───── DATASET ─────
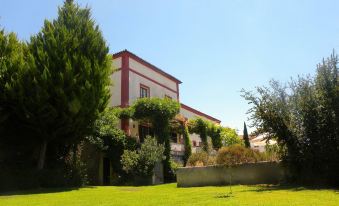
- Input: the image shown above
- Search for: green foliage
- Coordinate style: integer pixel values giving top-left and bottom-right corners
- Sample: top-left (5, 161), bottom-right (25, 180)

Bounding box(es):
top-left (0, 1), bottom-right (111, 169)
top-left (216, 145), bottom-right (263, 166)
top-left (86, 108), bottom-right (127, 175)
top-left (187, 152), bottom-right (209, 167)
top-left (243, 122), bottom-right (251, 148)
top-left (189, 118), bottom-right (241, 152)
top-left (189, 118), bottom-right (209, 152)
top-left (207, 123), bottom-right (223, 150)
top-left (243, 51), bottom-right (339, 185)
top-left (221, 127), bottom-right (243, 147)
top-left (131, 98), bottom-right (180, 182)
top-left (121, 136), bottom-right (164, 177)
top-left (182, 123), bottom-right (192, 166)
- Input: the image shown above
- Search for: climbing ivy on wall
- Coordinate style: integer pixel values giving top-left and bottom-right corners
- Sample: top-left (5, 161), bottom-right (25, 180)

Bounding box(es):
top-left (182, 122), bottom-right (192, 166)
top-left (120, 98), bottom-right (180, 182)
top-left (189, 118), bottom-right (208, 152)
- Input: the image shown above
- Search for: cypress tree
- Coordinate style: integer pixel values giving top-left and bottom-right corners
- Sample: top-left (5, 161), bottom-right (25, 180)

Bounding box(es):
top-left (243, 122), bottom-right (251, 148)
top-left (22, 0), bottom-right (111, 169)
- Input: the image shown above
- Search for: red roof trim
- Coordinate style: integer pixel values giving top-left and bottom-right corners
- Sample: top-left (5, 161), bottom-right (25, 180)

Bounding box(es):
top-left (129, 68), bottom-right (178, 94)
top-left (113, 50), bottom-right (182, 84)
top-left (181, 103), bottom-right (221, 124)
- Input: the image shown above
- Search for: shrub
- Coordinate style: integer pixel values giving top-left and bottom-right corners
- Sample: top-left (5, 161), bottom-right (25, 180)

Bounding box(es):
top-left (187, 152), bottom-right (208, 167)
top-left (121, 136), bottom-right (164, 177)
top-left (216, 145), bottom-right (263, 166)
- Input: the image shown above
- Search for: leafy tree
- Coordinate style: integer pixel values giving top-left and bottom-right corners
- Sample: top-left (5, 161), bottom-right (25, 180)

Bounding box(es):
top-left (23, 0), bottom-right (111, 169)
top-left (207, 123), bottom-right (222, 150)
top-left (131, 98), bottom-right (180, 181)
top-left (243, 51), bottom-right (339, 185)
top-left (220, 127), bottom-right (243, 147)
top-left (243, 122), bottom-right (251, 148)
top-left (121, 136), bottom-right (164, 177)
top-left (182, 123), bottom-right (192, 166)
top-left (189, 118), bottom-right (208, 152)
top-left (86, 108), bottom-right (127, 175)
─────
Can you rewrite the stretch from the first line above through the line containing "top-left (22, 0), bottom-right (111, 169)", both ends included, as a Markdown table with the columns Row and Line, numbering each row, skipping blank lines and leaving out the pictures?

| Row | Line |
|---|---|
| 1 | - Input: the image shown above |
| 2 | - Search for: green foliage |
| 3 | - Coordinate style: integer pixel values giving top-left and bottom-right corners |
| 4 | - Sample: top-left (5, 161), bottom-right (25, 180) |
| 5 | Bounding box(es): |
| 6 | top-left (0, 1), bottom-right (111, 169) |
| 7 | top-left (216, 145), bottom-right (263, 166) |
| 8 | top-left (86, 108), bottom-right (127, 175) |
| 9 | top-left (187, 152), bottom-right (209, 167) |
| 10 | top-left (243, 122), bottom-right (251, 148) |
| 11 | top-left (189, 118), bottom-right (241, 152) |
| 12 | top-left (189, 118), bottom-right (209, 152) |
| 13 | top-left (207, 123), bottom-right (223, 150) |
| 14 | top-left (243, 51), bottom-right (339, 185) |
| 15 | top-left (221, 127), bottom-right (243, 147) |
| 16 | top-left (131, 98), bottom-right (180, 182) |
| 17 | top-left (121, 136), bottom-right (164, 177) |
| 18 | top-left (182, 123), bottom-right (192, 166) |
| 19 | - Input: the image shown above |
| 20 | - Search for: climbing ivy on wall |
| 21 | - Coordinate style: integer pixel values giving top-left and bottom-right corners |
| 22 | - Sample: top-left (5, 161), bottom-right (25, 180) |
| 23 | Bounding box(es): |
| 24 | top-left (182, 122), bottom-right (192, 166) |
| 25 | top-left (120, 98), bottom-right (180, 182) |
| 26 | top-left (189, 118), bottom-right (208, 152) |
| 27 | - Input: the image shown above |
| 28 | - Search for: cypress tree |
| 29 | - Coordinate style: integer pixel values giving top-left and bottom-right corners |
| 30 | - Sample: top-left (5, 161), bottom-right (25, 180) |
| 31 | Bounding box(es): |
| 32 | top-left (243, 122), bottom-right (251, 148) |
| 33 | top-left (22, 0), bottom-right (111, 169) |